# What you will do
The lines from the one containing "and find shirt" through the end of the entries are what to output; reproduce them exactly and add nothing.

# Records to process
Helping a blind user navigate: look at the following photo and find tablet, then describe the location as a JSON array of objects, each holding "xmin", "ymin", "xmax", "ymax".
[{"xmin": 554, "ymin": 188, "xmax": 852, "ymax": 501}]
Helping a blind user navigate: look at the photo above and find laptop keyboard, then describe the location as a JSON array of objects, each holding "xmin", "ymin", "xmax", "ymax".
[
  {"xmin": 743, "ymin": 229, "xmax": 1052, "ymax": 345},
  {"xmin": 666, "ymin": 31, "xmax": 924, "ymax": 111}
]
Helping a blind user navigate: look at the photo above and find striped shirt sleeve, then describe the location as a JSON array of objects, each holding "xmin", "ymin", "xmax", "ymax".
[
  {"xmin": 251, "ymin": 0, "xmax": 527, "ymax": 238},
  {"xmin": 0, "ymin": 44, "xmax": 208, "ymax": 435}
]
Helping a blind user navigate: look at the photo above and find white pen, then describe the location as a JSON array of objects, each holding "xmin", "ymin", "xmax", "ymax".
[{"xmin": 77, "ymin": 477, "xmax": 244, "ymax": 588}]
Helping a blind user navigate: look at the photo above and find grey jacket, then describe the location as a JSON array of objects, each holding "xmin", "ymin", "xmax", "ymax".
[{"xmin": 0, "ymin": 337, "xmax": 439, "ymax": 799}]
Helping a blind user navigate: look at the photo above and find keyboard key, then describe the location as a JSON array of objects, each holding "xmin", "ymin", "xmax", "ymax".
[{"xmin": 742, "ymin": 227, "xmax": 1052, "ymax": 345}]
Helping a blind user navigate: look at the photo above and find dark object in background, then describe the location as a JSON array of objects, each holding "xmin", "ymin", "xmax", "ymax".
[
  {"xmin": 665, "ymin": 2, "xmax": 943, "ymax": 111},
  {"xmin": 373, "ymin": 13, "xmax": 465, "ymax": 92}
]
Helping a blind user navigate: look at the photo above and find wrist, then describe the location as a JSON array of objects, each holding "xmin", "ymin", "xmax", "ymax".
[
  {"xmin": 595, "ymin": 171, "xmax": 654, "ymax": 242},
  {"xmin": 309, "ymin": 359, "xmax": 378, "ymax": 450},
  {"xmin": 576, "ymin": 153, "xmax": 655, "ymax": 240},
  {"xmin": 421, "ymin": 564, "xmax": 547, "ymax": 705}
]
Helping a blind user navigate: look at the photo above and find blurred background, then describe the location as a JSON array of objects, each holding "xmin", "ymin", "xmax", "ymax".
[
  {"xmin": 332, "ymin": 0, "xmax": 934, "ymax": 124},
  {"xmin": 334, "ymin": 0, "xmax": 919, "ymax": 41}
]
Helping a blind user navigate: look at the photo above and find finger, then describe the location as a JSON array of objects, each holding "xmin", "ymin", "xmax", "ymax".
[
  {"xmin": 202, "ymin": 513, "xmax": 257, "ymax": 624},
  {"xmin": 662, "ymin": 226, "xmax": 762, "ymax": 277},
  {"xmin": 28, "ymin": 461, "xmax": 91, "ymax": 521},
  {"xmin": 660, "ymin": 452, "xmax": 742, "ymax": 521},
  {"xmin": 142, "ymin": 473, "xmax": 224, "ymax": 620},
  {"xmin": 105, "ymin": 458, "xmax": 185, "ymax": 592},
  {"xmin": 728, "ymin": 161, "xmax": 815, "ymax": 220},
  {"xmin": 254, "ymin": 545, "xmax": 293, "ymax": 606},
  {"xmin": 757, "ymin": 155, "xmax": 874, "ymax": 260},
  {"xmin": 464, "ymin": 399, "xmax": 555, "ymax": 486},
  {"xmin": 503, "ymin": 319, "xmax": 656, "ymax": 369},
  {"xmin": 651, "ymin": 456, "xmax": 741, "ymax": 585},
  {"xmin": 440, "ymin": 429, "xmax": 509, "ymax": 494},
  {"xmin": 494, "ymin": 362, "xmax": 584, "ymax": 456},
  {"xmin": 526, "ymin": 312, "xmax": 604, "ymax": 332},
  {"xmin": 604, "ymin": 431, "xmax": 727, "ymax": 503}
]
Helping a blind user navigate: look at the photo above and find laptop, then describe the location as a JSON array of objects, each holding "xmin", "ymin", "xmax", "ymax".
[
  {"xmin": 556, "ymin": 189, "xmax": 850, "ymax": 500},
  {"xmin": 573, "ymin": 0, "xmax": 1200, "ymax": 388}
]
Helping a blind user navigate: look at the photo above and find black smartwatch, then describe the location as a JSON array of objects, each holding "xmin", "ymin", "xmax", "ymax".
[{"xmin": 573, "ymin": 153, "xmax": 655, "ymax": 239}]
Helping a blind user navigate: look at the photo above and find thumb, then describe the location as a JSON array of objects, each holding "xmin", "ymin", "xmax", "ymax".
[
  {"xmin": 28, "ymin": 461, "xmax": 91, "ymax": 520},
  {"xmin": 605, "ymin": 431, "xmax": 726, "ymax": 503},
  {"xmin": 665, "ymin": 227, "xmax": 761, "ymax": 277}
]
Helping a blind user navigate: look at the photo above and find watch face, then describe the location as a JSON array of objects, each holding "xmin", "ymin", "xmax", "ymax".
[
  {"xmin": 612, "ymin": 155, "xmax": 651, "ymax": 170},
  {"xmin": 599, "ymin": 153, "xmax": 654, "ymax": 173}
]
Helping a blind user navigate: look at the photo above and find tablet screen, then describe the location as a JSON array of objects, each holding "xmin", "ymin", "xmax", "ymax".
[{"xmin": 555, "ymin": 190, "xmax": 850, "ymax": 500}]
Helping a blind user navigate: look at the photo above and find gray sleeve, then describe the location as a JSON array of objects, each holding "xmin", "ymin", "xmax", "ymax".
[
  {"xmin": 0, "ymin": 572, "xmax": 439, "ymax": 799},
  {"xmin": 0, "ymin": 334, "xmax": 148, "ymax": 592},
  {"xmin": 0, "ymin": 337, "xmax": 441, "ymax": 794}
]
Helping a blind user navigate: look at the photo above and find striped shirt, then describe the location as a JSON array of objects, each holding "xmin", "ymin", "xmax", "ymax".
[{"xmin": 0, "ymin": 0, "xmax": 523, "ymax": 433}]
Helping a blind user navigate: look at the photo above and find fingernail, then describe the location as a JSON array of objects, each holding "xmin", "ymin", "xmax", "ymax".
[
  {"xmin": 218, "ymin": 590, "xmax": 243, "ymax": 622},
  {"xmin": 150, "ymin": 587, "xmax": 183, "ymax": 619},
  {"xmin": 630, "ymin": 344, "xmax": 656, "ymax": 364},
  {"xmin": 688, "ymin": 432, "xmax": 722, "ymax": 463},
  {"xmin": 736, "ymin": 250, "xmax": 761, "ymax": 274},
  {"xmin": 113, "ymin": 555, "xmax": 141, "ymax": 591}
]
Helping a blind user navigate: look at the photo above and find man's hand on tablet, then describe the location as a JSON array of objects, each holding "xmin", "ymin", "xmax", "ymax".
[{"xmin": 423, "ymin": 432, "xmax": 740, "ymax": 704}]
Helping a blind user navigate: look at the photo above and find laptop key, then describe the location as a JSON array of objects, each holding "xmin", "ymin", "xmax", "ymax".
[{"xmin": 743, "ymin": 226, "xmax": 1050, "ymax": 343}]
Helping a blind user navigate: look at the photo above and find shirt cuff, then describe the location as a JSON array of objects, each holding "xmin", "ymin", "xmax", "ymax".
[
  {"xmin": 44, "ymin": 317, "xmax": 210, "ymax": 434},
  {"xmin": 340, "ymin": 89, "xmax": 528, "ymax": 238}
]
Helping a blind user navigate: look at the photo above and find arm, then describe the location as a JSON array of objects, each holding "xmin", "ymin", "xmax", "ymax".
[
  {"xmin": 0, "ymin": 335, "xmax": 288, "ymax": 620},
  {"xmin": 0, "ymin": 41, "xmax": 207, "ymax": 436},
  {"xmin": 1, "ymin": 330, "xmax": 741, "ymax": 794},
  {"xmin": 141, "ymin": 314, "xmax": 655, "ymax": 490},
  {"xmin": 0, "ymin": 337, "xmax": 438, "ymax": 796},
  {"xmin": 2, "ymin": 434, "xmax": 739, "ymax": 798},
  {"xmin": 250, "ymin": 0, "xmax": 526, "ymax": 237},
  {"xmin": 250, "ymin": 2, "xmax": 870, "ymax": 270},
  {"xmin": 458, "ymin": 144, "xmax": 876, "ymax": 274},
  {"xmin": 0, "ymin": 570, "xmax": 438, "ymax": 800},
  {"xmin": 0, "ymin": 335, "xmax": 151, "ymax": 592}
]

# Expected answer
Helping a blind user navigate: look at the photo above and find shirt cuff, then describe the location as a JSON array of objects, each holding "xmin", "ymin", "xmax", "ymax".
[
  {"xmin": 44, "ymin": 317, "xmax": 210, "ymax": 434},
  {"xmin": 340, "ymin": 89, "xmax": 528, "ymax": 238}
]
Helping a blind user navigate: look at the photo above and find arm, then describe the location as a JSON array of objects, each holding "xmin", "ymin", "xmax", "ymax".
[
  {"xmin": 0, "ymin": 335, "xmax": 288, "ymax": 620},
  {"xmin": 0, "ymin": 41, "xmax": 207, "ymax": 436},
  {"xmin": 1, "ymin": 330, "xmax": 741, "ymax": 794},
  {"xmin": 141, "ymin": 314, "xmax": 655, "ymax": 490},
  {"xmin": 0, "ymin": 337, "xmax": 438, "ymax": 796},
  {"xmin": 2, "ymin": 434, "xmax": 739, "ymax": 798},
  {"xmin": 250, "ymin": 0, "xmax": 526, "ymax": 237},
  {"xmin": 250, "ymin": 2, "xmax": 870, "ymax": 270},
  {"xmin": 458, "ymin": 144, "xmax": 876, "ymax": 274},
  {"xmin": 0, "ymin": 570, "xmax": 438, "ymax": 800},
  {"xmin": 0, "ymin": 335, "xmax": 151, "ymax": 592}
]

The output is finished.